[Dataset rows on where objects appear]
+---+
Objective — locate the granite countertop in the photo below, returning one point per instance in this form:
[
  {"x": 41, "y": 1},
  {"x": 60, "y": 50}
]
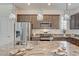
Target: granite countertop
[{"x": 44, "y": 48}]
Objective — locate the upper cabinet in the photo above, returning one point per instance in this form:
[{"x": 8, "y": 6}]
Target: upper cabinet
[
  {"x": 74, "y": 21},
  {"x": 52, "y": 20}
]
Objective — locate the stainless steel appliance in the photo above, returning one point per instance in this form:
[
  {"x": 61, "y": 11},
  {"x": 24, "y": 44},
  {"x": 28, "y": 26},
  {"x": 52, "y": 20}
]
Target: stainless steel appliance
[{"x": 23, "y": 32}]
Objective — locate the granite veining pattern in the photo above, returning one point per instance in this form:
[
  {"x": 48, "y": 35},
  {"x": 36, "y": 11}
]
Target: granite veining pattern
[{"x": 44, "y": 48}]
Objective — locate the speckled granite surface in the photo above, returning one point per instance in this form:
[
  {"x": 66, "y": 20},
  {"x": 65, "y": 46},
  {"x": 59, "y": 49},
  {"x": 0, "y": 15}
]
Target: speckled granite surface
[{"x": 44, "y": 48}]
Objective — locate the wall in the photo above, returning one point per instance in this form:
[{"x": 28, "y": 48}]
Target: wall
[
  {"x": 55, "y": 12},
  {"x": 6, "y": 24}
]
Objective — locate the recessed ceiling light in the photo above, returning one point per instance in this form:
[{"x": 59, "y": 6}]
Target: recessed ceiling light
[
  {"x": 28, "y": 4},
  {"x": 49, "y": 4}
]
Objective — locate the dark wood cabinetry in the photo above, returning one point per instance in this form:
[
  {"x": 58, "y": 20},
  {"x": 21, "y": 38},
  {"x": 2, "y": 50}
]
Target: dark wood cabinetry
[
  {"x": 47, "y": 18},
  {"x": 74, "y": 22}
]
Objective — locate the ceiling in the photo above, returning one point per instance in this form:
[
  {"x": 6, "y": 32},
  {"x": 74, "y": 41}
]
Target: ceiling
[{"x": 45, "y": 6}]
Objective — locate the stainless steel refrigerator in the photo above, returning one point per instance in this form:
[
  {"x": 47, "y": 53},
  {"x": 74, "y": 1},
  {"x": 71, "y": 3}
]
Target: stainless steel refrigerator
[{"x": 23, "y": 32}]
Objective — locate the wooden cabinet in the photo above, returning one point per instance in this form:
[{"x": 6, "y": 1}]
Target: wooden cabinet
[
  {"x": 53, "y": 19},
  {"x": 74, "y": 21}
]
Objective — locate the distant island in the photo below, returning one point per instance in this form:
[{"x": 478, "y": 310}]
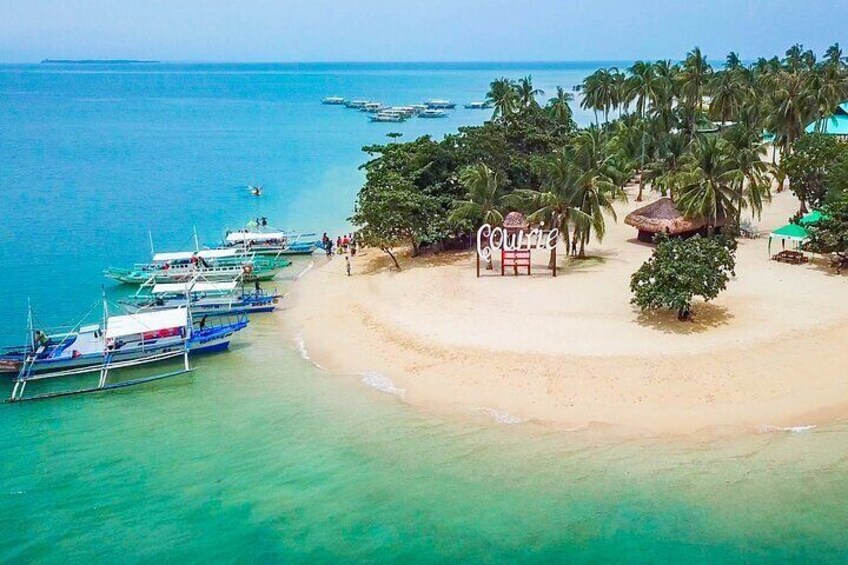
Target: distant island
[{"x": 96, "y": 62}]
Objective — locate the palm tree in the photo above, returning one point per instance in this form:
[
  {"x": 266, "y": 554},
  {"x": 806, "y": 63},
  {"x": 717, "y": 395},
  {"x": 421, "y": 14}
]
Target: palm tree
[
  {"x": 693, "y": 77},
  {"x": 642, "y": 86},
  {"x": 601, "y": 91},
  {"x": 558, "y": 107},
  {"x": 503, "y": 97},
  {"x": 526, "y": 93},
  {"x": 728, "y": 95},
  {"x": 484, "y": 198},
  {"x": 662, "y": 173},
  {"x": 708, "y": 182},
  {"x": 792, "y": 107}
]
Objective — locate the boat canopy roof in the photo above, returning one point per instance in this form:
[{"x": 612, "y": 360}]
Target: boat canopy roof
[
  {"x": 132, "y": 324},
  {"x": 240, "y": 236},
  {"x": 205, "y": 254},
  {"x": 182, "y": 288}
]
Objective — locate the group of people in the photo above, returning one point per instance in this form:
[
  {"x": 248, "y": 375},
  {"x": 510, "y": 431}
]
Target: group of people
[{"x": 343, "y": 244}]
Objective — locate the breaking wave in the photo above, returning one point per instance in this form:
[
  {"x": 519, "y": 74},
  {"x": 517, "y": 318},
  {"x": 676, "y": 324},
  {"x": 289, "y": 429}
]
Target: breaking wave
[
  {"x": 383, "y": 384},
  {"x": 501, "y": 417},
  {"x": 791, "y": 429}
]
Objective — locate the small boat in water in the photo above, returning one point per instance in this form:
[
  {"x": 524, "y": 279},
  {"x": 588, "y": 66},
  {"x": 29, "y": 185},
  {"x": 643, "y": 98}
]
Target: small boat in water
[
  {"x": 389, "y": 116},
  {"x": 259, "y": 238},
  {"x": 205, "y": 298},
  {"x": 433, "y": 113},
  {"x": 356, "y": 103},
  {"x": 437, "y": 104},
  {"x": 118, "y": 342},
  {"x": 210, "y": 264},
  {"x": 372, "y": 107}
]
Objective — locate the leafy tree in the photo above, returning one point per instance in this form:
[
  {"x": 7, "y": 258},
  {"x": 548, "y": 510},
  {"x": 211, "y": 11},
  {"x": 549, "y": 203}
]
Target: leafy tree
[
  {"x": 483, "y": 201},
  {"x": 709, "y": 182},
  {"x": 809, "y": 167},
  {"x": 526, "y": 93},
  {"x": 503, "y": 96},
  {"x": 830, "y": 233},
  {"x": 389, "y": 212},
  {"x": 681, "y": 269},
  {"x": 559, "y": 109}
]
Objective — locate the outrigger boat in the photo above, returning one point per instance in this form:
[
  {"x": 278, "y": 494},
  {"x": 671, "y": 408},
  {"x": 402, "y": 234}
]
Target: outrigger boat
[
  {"x": 261, "y": 239},
  {"x": 118, "y": 342},
  {"x": 210, "y": 264},
  {"x": 206, "y": 298}
]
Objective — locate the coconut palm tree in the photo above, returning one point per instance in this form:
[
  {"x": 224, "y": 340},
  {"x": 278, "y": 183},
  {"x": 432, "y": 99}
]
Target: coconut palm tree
[
  {"x": 526, "y": 93},
  {"x": 642, "y": 86},
  {"x": 503, "y": 97},
  {"x": 728, "y": 95},
  {"x": 484, "y": 195},
  {"x": 662, "y": 173},
  {"x": 558, "y": 107},
  {"x": 708, "y": 183},
  {"x": 792, "y": 107},
  {"x": 693, "y": 78}
]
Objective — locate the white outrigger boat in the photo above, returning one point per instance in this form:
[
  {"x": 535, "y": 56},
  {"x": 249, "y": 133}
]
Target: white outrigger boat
[
  {"x": 264, "y": 240},
  {"x": 211, "y": 264},
  {"x": 206, "y": 298},
  {"x": 437, "y": 104},
  {"x": 119, "y": 342}
]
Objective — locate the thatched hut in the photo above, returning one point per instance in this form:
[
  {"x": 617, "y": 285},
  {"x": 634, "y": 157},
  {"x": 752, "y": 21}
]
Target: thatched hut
[{"x": 662, "y": 216}]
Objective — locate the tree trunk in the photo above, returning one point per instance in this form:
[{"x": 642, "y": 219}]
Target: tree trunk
[{"x": 392, "y": 255}]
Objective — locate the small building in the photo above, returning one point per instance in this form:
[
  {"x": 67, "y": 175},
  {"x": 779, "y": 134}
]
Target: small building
[
  {"x": 662, "y": 216},
  {"x": 836, "y": 125}
]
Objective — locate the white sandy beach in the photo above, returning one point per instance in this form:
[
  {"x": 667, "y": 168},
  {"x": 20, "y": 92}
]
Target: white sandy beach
[{"x": 571, "y": 351}]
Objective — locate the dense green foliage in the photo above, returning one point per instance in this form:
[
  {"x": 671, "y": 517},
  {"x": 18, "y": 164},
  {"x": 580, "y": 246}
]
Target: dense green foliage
[
  {"x": 654, "y": 125},
  {"x": 830, "y": 234},
  {"x": 681, "y": 269},
  {"x": 815, "y": 167}
]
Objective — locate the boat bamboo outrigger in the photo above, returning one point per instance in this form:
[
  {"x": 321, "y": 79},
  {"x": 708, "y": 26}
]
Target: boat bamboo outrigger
[
  {"x": 206, "y": 298},
  {"x": 120, "y": 342},
  {"x": 211, "y": 264},
  {"x": 259, "y": 238}
]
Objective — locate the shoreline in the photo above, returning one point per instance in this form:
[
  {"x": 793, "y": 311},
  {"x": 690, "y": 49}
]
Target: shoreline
[{"x": 571, "y": 353}]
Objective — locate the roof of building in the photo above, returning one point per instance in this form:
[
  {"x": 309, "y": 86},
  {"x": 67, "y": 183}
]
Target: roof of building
[{"x": 663, "y": 216}]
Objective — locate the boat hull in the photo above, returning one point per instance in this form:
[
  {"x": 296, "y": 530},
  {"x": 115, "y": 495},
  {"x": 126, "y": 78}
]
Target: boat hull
[{"x": 202, "y": 341}]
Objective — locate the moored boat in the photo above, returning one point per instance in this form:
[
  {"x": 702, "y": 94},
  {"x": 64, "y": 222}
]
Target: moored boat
[
  {"x": 210, "y": 264},
  {"x": 118, "y": 342},
  {"x": 356, "y": 103},
  {"x": 438, "y": 104},
  {"x": 433, "y": 113},
  {"x": 205, "y": 298},
  {"x": 265, "y": 240}
]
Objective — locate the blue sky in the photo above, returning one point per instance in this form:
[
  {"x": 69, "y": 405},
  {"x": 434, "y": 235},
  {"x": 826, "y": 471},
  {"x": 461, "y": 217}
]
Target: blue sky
[{"x": 431, "y": 30}]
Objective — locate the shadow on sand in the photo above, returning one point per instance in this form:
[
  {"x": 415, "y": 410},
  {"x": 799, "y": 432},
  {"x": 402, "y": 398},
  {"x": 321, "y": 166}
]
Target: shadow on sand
[{"x": 705, "y": 316}]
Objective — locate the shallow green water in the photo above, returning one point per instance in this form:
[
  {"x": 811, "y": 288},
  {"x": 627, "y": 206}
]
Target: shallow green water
[{"x": 259, "y": 456}]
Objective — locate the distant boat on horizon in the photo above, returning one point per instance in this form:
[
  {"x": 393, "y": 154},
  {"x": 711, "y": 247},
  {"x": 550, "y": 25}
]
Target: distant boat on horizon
[{"x": 97, "y": 62}]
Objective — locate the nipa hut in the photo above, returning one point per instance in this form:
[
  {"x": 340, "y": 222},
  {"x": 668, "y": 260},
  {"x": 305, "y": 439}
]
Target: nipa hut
[{"x": 662, "y": 216}]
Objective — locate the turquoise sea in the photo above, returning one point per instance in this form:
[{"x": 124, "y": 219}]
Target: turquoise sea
[{"x": 260, "y": 456}]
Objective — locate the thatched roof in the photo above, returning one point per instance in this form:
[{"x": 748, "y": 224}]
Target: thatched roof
[
  {"x": 516, "y": 221},
  {"x": 663, "y": 216}
]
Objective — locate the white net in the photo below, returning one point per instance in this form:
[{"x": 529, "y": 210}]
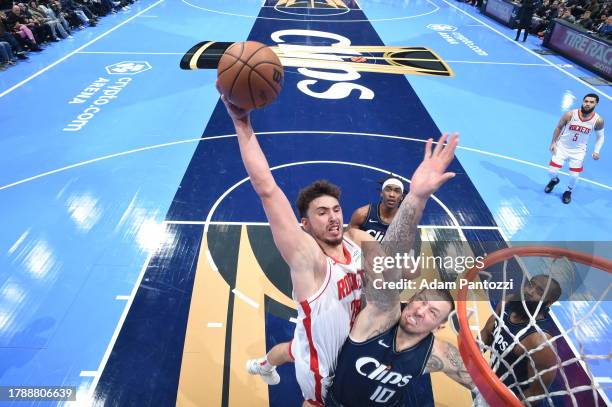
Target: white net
[{"x": 579, "y": 343}]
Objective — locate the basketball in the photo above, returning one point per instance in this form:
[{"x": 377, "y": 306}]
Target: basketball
[{"x": 250, "y": 75}]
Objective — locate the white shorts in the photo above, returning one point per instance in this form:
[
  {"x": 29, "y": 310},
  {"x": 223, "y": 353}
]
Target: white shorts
[
  {"x": 575, "y": 157},
  {"x": 313, "y": 385}
]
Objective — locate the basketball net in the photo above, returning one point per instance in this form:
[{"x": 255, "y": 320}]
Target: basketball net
[{"x": 584, "y": 295}]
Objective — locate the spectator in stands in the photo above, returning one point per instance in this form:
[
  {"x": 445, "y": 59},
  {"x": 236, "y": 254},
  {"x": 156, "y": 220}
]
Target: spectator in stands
[
  {"x": 6, "y": 55},
  {"x": 50, "y": 12},
  {"x": 525, "y": 15},
  {"x": 7, "y": 36},
  {"x": 585, "y": 20},
  {"x": 41, "y": 17},
  {"x": 19, "y": 25},
  {"x": 42, "y": 32},
  {"x": 605, "y": 30},
  {"x": 84, "y": 14},
  {"x": 567, "y": 16}
]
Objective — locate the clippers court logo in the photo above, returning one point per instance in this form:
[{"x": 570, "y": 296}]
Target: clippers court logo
[
  {"x": 442, "y": 27},
  {"x": 315, "y": 63},
  {"x": 374, "y": 58},
  {"x": 128, "y": 68}
]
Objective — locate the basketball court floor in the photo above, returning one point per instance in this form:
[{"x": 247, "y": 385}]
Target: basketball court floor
[{"x": 135, "y": 261}]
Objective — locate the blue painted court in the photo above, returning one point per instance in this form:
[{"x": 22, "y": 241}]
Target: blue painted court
[{"x": 135, "y": 259}]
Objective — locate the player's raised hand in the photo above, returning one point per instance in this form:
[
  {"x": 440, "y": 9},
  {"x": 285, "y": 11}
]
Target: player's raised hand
[
  {"x": 431, "y": 173},
  {"x": 237, "y": 114}
]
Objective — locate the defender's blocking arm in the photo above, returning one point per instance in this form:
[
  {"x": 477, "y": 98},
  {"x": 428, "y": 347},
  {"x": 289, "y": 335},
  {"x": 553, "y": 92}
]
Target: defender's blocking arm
[{"x": 382, "y": 308}]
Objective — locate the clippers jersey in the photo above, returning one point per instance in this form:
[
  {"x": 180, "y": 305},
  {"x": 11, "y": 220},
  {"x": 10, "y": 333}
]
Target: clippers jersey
[
  {"x": 502, "y": 339},
  {"x": 372, "y": 373},
  {"x": 373, "y": 224},
  {"x": 575, "y": 133},
  {"x": 324, "y": 322}
]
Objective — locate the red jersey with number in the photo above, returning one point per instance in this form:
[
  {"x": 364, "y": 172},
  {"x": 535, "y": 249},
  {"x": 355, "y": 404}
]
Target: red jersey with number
[
  {"x": 575, "y": 134},
  {"x": 324, "y": 322}
]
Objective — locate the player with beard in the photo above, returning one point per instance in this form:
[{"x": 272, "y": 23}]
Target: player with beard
[
  {"x": 570, "y": 140},
  {"x": 375, "y": 218},
  {"x": 324, "y": 262},
  {"x": 390, "y": 346},
  {"x": 541, "y": 291}
]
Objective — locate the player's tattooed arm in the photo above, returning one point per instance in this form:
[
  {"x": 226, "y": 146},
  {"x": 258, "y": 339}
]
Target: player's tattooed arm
[
  {"x": 446, "y": 358},
  {"x": 382, "y": 309},
  {"x": 402, "y": 233}
]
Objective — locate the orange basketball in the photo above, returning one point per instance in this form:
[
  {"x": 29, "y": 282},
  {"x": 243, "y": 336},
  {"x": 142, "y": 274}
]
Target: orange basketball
[{"x": 250, "y": 75}]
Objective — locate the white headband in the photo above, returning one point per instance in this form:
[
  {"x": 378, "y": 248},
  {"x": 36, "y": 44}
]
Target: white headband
[{"x": 395, "y": 182}]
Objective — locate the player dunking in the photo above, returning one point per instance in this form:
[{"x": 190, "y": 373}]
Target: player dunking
[
  {"x": 324, "y": 263},
  {"x": 570, "y": 140},
  {"x": 375, "y": 218}
]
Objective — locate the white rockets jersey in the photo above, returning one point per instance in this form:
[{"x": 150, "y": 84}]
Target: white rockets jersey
[
  {"x": 575, "y": 134},
  {"x": 324, "y": 322}
]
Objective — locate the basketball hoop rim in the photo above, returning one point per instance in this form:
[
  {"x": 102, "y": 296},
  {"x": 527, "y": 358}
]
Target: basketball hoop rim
[{"x": 490, "y": 386}]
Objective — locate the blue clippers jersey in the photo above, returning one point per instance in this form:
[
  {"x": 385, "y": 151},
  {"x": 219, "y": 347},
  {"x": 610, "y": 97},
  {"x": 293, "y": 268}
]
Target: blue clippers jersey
[
  {"x": 502, "y": 339},
  {"x": 374, "y": 224},
  {"x": 372, "y": 373}
]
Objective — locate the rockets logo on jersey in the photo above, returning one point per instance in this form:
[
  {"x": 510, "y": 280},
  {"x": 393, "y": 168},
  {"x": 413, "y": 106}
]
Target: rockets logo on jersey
[
  {"x": 579, "y": 129},
  {"x": 350, "y": 283}
]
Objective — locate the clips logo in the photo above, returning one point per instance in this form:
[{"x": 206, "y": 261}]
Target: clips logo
[
  {"x": 379, "y": 59},
  {"x": 128, "y": 68}
]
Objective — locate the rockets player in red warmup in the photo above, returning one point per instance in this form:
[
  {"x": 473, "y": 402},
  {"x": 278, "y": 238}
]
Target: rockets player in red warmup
[{"x": 570, "y": 140}]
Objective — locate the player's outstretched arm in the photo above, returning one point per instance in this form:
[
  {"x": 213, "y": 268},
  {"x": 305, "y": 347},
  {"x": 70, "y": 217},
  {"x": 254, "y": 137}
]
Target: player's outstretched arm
[
  {"x": 600, "y": 137},
  {"x": 297, "y": 248},
  {"x": 445, "y": 358},
  {"x": 382, "y": 302}
]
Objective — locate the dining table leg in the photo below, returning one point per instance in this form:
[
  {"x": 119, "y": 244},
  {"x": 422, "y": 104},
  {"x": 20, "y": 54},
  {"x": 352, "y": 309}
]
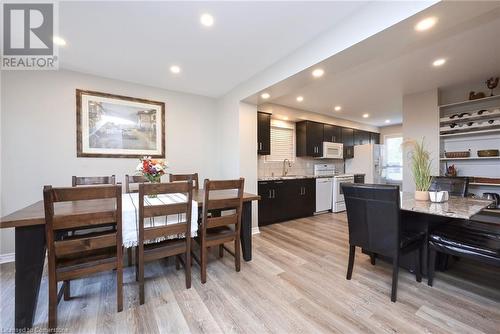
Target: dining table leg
[
  {"x": 30, "y": 256},
  {"x": 246, "y": 231}
]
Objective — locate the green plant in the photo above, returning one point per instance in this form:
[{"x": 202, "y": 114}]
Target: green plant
[{"x": 421, "y": 166}]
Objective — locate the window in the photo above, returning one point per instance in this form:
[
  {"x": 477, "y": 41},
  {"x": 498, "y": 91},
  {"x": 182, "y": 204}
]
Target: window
[
  {"x": 282, "y": 142},
  {"x": 393, "y": 157}
]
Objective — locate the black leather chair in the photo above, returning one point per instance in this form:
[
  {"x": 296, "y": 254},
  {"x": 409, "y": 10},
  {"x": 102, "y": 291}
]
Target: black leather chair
[
  {"x": 456, "y": 186},
  {"x": 374, "y": 219},
  {"x": 469, "y": 239}
]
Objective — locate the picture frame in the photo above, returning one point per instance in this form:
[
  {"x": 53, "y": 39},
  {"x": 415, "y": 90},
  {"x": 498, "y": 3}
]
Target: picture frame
[{"x": 116, "y": 126}]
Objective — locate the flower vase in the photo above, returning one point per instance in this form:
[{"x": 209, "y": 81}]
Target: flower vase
[{"x": 154, "y": 179}]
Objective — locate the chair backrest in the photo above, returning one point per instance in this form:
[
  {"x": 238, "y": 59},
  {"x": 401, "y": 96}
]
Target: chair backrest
[
  {"x": 223, "y": 195},
  {"x": 92, "y": 180},
  {"x": 456, "y": 186},
  {"x": 134, "y": 179},
  {"x": 164, "y": 206},
  {"x": 78, "y": 208},
  {"x": 373, "y": 216},
  {"x": 186, "y": 177}
]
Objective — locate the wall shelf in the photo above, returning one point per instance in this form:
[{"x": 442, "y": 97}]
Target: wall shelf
[
  {"x": 469, "y": 158},
  {"x": 462, "y": 134},
  {"x": 469, "y": 102}
]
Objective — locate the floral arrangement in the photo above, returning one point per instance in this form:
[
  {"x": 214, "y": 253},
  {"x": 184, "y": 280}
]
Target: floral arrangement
[
  {"x": 420, "y": 165},
  {"x": 152, "y": 169}
]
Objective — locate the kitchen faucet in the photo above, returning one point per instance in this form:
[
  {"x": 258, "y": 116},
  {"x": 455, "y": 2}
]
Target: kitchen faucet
[{"x": 285, "y": 170}]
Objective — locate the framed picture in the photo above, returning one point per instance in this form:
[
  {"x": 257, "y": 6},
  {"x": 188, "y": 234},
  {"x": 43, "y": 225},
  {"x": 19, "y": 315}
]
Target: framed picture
[{"x": 114, "y": 126}]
+---+
# Task goal
Print only the lines from the one with "Objective — locate the picture" to the end of the records, both included.

# Exercise solution
Objective — locate the picture frame in the photo above, returning one point per instance in this form:
[
  {"x": 53, "y": 39},
  {"x": 415, "y": 90},
  {"x": 498, "y": 3}
]
Target: picture frame
[{"x": 116, "y": 126}]
Objective — locate the flower vase in the photo above, returning one point per instance in this form:
[{"x": 209, "y": 81}]
Target: flower vase
[{"x": 154, "y": 179}]
Objective — locate the chair backrest in the photo above, returning one point per instance in this form:
[
  {"x": 238, "y": 59},
  {"x": 401, "y": 96}
]
Target: chair backrest
[
  {"x": 223, "y": 195},
  {"x": 92, "y": 180},
  {"x": 456, "y": 186},
  {"x": 134, "y": 179},
  {"x": 164, "y": 206},
  {"x": 78, "y": 208},
  {"x": 373, "y": 216},
  {"x": 186, "y": 177}
]
Objective — locate the wall shelf in the photo above, returning one point per instance in this form:
[{"x": 442, "y": 97}]
Target: wall shelf
[
  {"x": 469, "y": 158},
  {"x": 462, "y": 134},
  {"x": 469, "y": 102}
]
Objective — locate the floral arrangement in the photo above, returning one point per instance in this form:
[
  {"x": 214, "y": 253},
  {"x": 184, "y": 280}
]
Target: floral arrangement
[
  {"x": 420, "y": 165},
  {"x": 152, "y": 169}
]
Objective — locate the kitchen faucet in the photo above, returning one point per instance in this form:
[
  {"x": 258, "y": 116},
  {"x": 455, "y": 2}
]
Target: kitchen faucet
[{"x": 285, "y": 170}]
Objective — locate the framed picture in the photo above, returning one point per instance in this form:
[
  {"x": 257, "y": 6},
  {"x": 188, "y": 234},
  {"x": 43, "y": 225},
  {"x": 19, "y": 315}
]
Target: framed picture
[{"x": 114, "y": 126}]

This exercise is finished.